▶ **Task directions**
From the first line of the data below, repeat each line exactly until you reach the line with "<point>1220,394</point>"; include that line too.

▶ **Records for the exercise**
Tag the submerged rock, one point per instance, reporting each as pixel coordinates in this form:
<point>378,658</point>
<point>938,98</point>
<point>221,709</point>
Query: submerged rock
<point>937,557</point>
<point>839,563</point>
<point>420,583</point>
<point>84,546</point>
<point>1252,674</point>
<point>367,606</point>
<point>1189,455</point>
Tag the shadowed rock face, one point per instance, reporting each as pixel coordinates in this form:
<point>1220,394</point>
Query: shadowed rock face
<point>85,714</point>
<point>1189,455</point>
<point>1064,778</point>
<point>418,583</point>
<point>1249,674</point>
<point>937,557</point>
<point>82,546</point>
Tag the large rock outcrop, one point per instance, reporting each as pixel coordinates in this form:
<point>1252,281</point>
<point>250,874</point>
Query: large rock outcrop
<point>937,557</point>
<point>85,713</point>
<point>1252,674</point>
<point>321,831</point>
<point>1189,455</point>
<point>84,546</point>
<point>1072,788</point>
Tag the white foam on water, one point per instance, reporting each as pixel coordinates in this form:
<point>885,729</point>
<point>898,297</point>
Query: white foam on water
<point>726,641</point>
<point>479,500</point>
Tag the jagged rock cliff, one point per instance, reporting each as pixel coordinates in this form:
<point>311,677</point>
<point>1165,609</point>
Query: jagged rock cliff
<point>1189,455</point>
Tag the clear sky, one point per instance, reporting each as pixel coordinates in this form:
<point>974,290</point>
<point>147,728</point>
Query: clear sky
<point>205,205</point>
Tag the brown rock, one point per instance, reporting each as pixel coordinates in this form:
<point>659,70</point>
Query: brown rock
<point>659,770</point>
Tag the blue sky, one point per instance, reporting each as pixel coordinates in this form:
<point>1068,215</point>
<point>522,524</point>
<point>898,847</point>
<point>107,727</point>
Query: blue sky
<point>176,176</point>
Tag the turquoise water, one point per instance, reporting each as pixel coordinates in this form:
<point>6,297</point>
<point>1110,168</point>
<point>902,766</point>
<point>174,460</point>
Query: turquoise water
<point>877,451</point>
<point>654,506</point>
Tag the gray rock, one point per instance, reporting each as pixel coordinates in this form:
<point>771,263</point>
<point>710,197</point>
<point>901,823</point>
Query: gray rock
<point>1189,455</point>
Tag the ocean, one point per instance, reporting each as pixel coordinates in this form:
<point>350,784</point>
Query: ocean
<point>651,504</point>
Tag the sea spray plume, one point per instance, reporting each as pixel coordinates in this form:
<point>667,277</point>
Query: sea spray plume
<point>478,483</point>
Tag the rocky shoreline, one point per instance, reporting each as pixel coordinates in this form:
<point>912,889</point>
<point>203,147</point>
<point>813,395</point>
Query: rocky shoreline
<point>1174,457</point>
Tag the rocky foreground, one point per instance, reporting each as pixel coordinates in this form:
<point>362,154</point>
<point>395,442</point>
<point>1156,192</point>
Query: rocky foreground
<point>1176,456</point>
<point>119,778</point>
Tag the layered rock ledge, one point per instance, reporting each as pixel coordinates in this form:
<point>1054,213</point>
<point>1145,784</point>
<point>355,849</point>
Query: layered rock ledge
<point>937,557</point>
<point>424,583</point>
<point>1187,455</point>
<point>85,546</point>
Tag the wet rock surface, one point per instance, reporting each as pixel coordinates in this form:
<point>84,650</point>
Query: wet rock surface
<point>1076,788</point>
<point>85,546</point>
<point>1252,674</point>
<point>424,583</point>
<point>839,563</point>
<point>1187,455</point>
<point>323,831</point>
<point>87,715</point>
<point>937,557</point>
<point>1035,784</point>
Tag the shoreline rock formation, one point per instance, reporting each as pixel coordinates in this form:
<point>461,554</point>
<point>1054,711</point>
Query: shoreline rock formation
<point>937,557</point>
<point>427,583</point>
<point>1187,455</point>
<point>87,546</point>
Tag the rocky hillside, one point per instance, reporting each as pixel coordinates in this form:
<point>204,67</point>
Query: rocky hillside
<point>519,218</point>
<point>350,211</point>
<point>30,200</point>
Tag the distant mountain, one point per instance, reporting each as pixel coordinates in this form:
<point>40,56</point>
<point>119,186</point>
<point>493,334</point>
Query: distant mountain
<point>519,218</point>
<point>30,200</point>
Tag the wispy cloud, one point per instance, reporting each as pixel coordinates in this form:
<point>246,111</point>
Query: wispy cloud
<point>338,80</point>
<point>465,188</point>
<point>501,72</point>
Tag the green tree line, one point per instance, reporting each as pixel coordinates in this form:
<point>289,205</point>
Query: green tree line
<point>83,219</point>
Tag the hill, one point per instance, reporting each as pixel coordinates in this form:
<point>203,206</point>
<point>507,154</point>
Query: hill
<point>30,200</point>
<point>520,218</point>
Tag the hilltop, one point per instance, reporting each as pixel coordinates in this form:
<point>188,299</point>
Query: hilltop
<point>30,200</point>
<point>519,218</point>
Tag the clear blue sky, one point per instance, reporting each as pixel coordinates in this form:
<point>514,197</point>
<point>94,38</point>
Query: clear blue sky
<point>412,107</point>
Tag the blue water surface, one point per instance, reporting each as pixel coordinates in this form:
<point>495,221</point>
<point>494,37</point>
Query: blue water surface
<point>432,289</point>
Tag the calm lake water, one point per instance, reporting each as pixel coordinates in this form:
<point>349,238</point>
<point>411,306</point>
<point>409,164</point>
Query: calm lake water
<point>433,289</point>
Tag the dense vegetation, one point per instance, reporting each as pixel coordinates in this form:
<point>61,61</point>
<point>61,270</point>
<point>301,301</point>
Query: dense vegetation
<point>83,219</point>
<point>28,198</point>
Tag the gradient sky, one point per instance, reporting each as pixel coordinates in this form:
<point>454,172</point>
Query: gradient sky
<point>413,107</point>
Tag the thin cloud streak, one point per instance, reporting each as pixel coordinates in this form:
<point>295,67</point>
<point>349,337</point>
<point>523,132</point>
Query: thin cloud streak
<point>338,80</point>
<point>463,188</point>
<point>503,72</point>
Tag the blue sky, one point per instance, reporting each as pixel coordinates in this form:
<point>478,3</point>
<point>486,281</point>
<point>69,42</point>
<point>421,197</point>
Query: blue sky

▶ **Exercise result**
Tag the submerged rock, one point per instance, reporting each as pixel coordinates in this form:
<point>378,658</point>
<point>938,98</point>
<point>221,709</point>
Query: submerged rock
<point>937,557</point>
<point>839,563</point>
<point>420,583</point>
<point>84,546</point>
<point>1252,674</point>
<point>367,606</point>
<point>1189,455</point>
Tag the shadowed rock face, one point per instance, reporting each as pixel coordinates in this form:
<point>1220,394</point>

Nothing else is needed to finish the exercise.